Requirements>
(a) In the forum thread about BBF, which camera body does km78 say they own?
(b) Reproduce verbatim the section of the BBF forum thread that opens with the words containing "No, I only hold" and closes with "or anythign else.".
(c) Extend the forum thread about BBF by writing what comes after its final line.

# Question about BBF



## km78 (Nov 2, 2015)

I have started experimenting with BBF and am having an issue that I hope someone here can help with. I am practicing this technique on a figurine here in my living room and when I go to recompose and take the photo nothing happens (my camera will not take the photo). I am wondering if this is happening because the figurine is too small because when I use this technique on other things (vase of flowers, a basket, etc...) it works just fine. Does anyone know why this is happening? Thanks so much!!


----------



## Braineack (Nov 2, 2015)

did you change the shutter button from focus to release?


----------



## ronlane (Nov 2, 2015)

Are you holding the bbf down as you recompose?


----------



## km78 (Nov 2, 2015)

Braineack said:


> did you change the shutter button from focus to release?



I saw this mentioned on one tutorial I watched, however it was for a Canon and I could not find this on my camera...Nikon D3100. I am not really sure what it means or how to change it. Another tutorial I watched specifically for my camera body said to switch my camera to AF-ON which is what I did.


----------



## km78 (Nov 2, 2015)

ronlane said:


> Are you holding the bbf down as you recompose?



No, I only hold it down to focus then let go, recompose and try to take the photo. I did move the figurine to a different location and it worked then.


----------



## ronlane (Nov 2, 2015)

I always play it safe and just keep the button held. That way it doesn't try to refocus or anythign else.


----------



## Designer (Nov 2, 2015)

Rows>

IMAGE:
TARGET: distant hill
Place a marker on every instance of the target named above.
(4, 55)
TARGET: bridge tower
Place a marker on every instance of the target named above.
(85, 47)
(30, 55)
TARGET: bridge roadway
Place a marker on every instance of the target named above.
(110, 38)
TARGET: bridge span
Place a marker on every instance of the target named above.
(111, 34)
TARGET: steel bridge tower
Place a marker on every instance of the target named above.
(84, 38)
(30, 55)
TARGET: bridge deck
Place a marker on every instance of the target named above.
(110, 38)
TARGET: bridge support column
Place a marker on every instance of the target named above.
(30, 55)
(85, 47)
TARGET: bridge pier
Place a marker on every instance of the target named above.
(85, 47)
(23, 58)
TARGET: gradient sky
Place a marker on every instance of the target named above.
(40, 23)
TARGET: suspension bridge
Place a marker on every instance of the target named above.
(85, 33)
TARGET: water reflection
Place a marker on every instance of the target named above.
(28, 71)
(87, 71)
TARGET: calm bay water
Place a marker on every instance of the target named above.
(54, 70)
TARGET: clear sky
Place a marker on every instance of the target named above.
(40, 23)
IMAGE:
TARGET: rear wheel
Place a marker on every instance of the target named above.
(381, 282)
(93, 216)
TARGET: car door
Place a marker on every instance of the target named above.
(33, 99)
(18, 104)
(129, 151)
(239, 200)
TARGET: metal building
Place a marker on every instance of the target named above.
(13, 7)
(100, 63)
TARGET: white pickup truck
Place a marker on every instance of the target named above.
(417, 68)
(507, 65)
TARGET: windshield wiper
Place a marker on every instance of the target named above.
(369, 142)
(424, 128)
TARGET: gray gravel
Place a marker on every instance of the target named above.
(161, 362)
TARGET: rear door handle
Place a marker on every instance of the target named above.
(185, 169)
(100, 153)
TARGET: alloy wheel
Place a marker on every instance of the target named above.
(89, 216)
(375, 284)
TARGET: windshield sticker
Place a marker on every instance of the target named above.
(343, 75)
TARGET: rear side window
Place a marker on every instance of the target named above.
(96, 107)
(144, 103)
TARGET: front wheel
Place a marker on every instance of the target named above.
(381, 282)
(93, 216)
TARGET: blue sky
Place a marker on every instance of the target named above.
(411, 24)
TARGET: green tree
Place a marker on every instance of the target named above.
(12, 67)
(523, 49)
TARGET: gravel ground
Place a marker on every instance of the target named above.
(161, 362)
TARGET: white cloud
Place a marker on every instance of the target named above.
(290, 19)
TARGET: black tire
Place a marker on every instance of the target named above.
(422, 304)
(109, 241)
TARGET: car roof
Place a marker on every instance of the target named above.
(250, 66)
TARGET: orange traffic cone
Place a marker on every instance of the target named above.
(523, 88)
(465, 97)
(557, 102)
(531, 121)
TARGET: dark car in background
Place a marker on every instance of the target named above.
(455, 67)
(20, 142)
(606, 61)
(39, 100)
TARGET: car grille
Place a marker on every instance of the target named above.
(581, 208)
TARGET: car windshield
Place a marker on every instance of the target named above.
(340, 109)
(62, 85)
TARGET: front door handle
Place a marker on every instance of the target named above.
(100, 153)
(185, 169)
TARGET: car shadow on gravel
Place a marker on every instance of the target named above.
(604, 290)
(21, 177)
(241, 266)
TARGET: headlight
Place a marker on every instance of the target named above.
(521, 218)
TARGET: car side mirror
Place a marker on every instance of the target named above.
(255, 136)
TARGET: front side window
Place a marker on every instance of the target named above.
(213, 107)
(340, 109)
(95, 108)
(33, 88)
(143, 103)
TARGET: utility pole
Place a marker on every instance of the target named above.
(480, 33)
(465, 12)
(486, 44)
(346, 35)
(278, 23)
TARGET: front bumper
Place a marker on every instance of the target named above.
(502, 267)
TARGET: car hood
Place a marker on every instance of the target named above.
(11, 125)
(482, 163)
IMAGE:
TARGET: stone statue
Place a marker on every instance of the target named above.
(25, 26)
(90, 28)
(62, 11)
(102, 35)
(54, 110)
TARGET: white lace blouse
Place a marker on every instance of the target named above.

Expected answers>
(a) A Nikon D3100.

(b)
No, I only hold it down to focus then let go, recompose and try to take the photo. I did move the figurine to a different location and it worked then.


----------



## ronlane (Nov 2, 2015)

I always play it safe and just keep the button held. That way it doesn't try to refocus or anythign else.

(c)
Besides; you've got your camera set to NOT take a photo if the subject is not in focus (or if there is not enough light).  

Change that setting.


----------



## km78 (Nov 2, 2015)

Designer said:


> Besides; you've got your camera set to NOT take a photo if the subject is not in focus (or if there is not enough light).
> 
> Change that setting.



How would I change this?


----------



## Braineack (Nov 2, 2015)

km78 said:


> Braineack said:
> 
> 
> > did you change the shutter button from focus to release?
> ...




The shutter button is still set to only fire if the focus has been acheived.  If you use set the AF-L button to AF ON, but fail to change the function of teh shutter button itself, it won't allow you to activate the shutter if when camera doesn't think the image is in focus (green dot).

seems like the D3100 can't disable the option.  Are you shooting in AF-C?  Try AF-S.  But this defeats the real benefit of BBF.

Or trying holding the shutter button down part way, BBF, recompose, then hit the shutter all the way.



This is just a simple firmware limitation that Nikon decided to exclude from the cheaper cameras for no reason.  Nikon likes to spend manhours removing code from firmware because why innovate when you can rest on laurels.


----------



## Designer (Nov 2, 2015)

Yes, that is simple enough that even *I* can do it that way.


----------



## dcbear78 (Nov 2, 2015)

km78 said:


> ronlane said:
> 
> 
> > Are you holding the bbf down as you recompose?
> ...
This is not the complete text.